*Things to do*
1. Output the passage of the court opinion excerpt from "October 22, 2013" up to and including "(EAN). (Id., ¶12-13).".
2. According to the court opinion excerpt, what vehicle were the plaintiffs driving at the time of the accident?
3. Resume the court opinion excerpt, picking up right after its final sentence.

---------- Page excerpt

United States District Court, Third Circuit

October 22, 2013

Sandra and Fred Seamans, Plaintiffs.
Andrew B. Tramontana, et al. Defendant.


MALACHY E. MANNION, District Judge.

Presently before this court are the defendants' motions to dismiss pursuant to Fed.R.Civ.P. Rule 12(b)(6), motion for a more definite statement pursuant to Fed.R.Civ.P. Rule 12(e), and motion to strike pursuant to Fed.R.Civ.P. Rule 12(f). (Doc. No. 7; Doc. No. 14).


This case arises out of a car accident where the plaintiffs, Sandra and Fred Seamans, were rear-ended by a car driven by Defendant Andrew Tramontana. (Doc. No. 1, ¶ 18). Tramontana was working for Defendant Universal Technical Institute of Arizona, Inc. (Universal) at the time of the incident, while the car was owned by Defendant EAN Holdings, Inc. (EAN). (Id., ¶12-13).

On July 7, 2011 Defendant Tramontana, while working for Universal, was driving EAN's 2010 Ford Explorer south on Interstate 81 in New Milford, Pennsylvania. (Id., ¶16). The plaintiffs were driving their 2004 Mazda Tribute in front of Tramontana on the same road. (Id., ¶ 17). Plaintiff alleges that Defendant was speeding and following too closely. (Id., 1[30). Tramontana collided with the rear of the plaintiffs' car, causing it to spin out, finally coming to rest off the road to the right of the highway. (Id., 1118). Both plaintiffs suffered various injuries from the accident that require ongoing treatment. (Doc. No. 1).

--------------------
---------- Data section

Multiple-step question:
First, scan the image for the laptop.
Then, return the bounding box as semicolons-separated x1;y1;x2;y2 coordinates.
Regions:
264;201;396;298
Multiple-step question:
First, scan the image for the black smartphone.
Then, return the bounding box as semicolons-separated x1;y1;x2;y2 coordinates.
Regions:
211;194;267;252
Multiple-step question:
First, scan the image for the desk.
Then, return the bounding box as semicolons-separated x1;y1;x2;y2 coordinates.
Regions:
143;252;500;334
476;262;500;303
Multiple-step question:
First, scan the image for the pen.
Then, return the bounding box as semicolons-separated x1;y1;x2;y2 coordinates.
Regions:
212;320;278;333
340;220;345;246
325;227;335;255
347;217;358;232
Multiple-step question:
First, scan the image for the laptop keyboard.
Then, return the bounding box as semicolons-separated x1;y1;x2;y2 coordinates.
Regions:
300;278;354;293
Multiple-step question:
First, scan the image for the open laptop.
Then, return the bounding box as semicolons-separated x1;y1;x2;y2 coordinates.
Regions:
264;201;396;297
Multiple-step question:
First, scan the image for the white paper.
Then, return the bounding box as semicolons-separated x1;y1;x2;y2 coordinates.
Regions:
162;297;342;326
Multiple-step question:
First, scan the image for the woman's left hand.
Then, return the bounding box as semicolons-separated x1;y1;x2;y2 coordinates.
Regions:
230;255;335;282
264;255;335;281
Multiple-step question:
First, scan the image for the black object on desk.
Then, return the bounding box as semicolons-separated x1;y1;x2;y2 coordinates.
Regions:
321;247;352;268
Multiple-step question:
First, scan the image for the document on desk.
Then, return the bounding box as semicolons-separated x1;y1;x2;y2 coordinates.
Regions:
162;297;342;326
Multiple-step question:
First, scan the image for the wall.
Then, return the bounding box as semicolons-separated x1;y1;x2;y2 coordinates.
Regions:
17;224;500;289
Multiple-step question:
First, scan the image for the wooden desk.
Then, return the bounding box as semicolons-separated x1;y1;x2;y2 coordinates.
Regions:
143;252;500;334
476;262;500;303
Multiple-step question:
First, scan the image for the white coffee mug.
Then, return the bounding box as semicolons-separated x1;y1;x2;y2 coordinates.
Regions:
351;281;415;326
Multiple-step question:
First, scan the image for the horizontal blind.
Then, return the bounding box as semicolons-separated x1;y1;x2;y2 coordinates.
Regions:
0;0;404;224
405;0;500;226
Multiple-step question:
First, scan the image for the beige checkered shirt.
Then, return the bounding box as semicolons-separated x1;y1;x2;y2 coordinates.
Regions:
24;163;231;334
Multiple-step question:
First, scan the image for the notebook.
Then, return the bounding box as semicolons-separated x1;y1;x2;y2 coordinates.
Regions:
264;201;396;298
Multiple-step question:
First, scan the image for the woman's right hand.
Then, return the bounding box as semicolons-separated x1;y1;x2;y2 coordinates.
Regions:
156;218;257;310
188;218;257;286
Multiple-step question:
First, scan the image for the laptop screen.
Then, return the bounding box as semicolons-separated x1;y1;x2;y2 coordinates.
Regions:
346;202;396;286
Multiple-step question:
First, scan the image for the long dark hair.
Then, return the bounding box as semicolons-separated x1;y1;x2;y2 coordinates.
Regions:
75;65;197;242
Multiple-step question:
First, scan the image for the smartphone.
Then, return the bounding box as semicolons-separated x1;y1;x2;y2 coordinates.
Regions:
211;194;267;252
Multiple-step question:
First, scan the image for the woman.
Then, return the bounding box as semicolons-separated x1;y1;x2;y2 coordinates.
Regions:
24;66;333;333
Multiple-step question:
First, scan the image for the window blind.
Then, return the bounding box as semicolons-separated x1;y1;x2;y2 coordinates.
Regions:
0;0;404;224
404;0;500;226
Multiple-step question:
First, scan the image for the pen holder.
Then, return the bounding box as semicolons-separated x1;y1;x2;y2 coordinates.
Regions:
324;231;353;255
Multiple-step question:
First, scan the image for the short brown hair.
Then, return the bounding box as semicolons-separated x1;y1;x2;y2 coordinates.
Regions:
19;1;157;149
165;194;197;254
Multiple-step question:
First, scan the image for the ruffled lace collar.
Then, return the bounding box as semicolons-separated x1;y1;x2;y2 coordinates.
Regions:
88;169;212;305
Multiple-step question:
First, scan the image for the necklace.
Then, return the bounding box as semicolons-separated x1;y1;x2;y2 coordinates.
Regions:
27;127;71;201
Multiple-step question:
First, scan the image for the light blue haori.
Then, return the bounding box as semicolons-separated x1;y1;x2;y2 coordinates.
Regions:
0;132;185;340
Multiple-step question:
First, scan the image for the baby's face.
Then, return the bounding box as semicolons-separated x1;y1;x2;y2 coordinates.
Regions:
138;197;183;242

--------------------

*Results for each task*
1.
October 22, 2013

Sandra and Fred Seamans, Plaintiffs.
Andrew B. Tramontana, et al. Defendant.


MALACHY E. MANNION, District Judge.

Presently before this court are the defendants' motions to dismiss pursuant to Fed.R.Civ.P. Rule 12(b)(6), motion for a more definite statement pursuant to Fed.R.Civ.P. Rule 12(e), and motion to strike pursuant to Fed.R.Civ.P. Rule 12(f). (Doc. No. 7; Doc. No. 14).


This case arises out of a car accident where the plaintiffs, Sandra and Fred Seamans, were rear-ended by a car driven by Defendant Andrew Tramontana. (Doc. No. 1, ¶ 18). Tramontana was working for Defendant Universal Technical Institute of Arizona, Inc. (Universal) at the time of the incident, while the car was owned by Defendant EAN Holdings, Inc. (EAN). (Id., ¶12-13).

2. A 2004 Mazda Tribute.

3.
This case was commenced on March 15, 2013, when the plaintiffs filed a complaint against the defendants. (Doc. No. 1). The complaint alleges nine claims, with three causes of action against each defendant for negligence, loss of consortium, and punitive damages. (Id.). Defendants EAN and Universal jointly filed a motion to strike, a motion for a more definite statement, and a motion to dismiss on April 11, 2013. (Doc. No. 7).[2] They subsequently filed a brief in support of those motions on April 24, 2013. (Doc. No. 9). Defendant Tramontana filed a motion to strike, a motion for a more definite statement, and a motion to dismiss, (Doc. No. 14), [3] along with a brief in support of those motions, on May 28, 2013. (Doc. No. 15). The plaintiffs filed their briefs in opposition to the respective motions on May 8, 2013, (Doc. No. 11), and June 11, 2013. (Doc. No. 17).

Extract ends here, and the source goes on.